State’s constitutional duty

 

      The plaintiffs’ contend that the state has the constitutional duty to provide children with the opportunity to receive and sound basic education and that they cannot avoid that responsibility by blaming local school systems, teachers, or students. 

 

            “That is, a low-performing school cannot excuse itself by claiming that its students performed poorly because many of them lived in poverty or were from poorly educated families. Similarly, such a school cannot excuse itself by claiming that its students watched too much television or chose not to do their homework. The reason such excuses are not allowed is that they run counter to the basic premise of our State’ s education system that all children can learn” (page 35). 

 

      The state’s contention that local officials are responsible for failing students not receiving their opportunity to receive a sound basic education is soundly rejected by the plaintiffs.  Local control has long been a feature of North Carolina public schools but it is not proscribed or required by the Constitution.  The plaintiffs point in their brief that the General Assembly has suspended local control and has occasionally assumed authority.

Data records
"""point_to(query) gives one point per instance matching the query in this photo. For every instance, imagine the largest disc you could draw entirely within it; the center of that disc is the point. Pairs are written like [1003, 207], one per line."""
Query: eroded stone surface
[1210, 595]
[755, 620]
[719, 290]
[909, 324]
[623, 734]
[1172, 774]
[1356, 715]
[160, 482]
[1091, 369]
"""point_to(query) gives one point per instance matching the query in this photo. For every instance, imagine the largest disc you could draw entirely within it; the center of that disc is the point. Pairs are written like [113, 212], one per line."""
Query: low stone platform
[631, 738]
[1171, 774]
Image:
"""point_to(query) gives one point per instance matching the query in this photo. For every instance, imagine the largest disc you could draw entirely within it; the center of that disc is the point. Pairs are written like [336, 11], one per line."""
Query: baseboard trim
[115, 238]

Work to do
• 1. In the passage on the state's constitutional duty, what basic premise of the State's education system do a low-performing school's excuses run counter to?
• 2. Write what comes next in the passage on the state's duty to provide a sound basic education, starting after its last sentence.
The data plays no part in what is asked here.

Results of the tasks
• 1. They run counter to the premise that all children can learn.

• 2.
 

      “Nevertheless, as the State admits, ‘[t]he legislative and executive branches of State government are ultimately responsible [emphasis added] under the Constitution for establishing a system of public schools in which all students have an opportunity to receive a sound basic education.’  Despite this admission, the State also contends that the plaintiff districts are the ‘root causes’ of students failing to receive a sound basic education, and thus the State should not be held liable. Here, just as with its effort to blame school children, it seeks to avoid liability by finding another scapegoat. This effort to blame local school districts is, however, foreclosed by the Constitution. The Constitution does not impose a duty on local school districts. Rather, it imposes a duty on the State ‘to guard and maintain’ the right to education” (pages 42-43).

 

“The Constitution permits the State flexibility, and it may use a system of local control as long as that system is providing students with the required opportunity for a sound basic education. [emphasis added] Where, as here, students are not receiving the opportunity for a sound basic education, the State cannot excuse its failure by reference to local control, or refuse to remedy the problem out of deference to local school officials. Otherwise the State’ s constitutional duty as defined in Leandro would be meaningless” (page 44).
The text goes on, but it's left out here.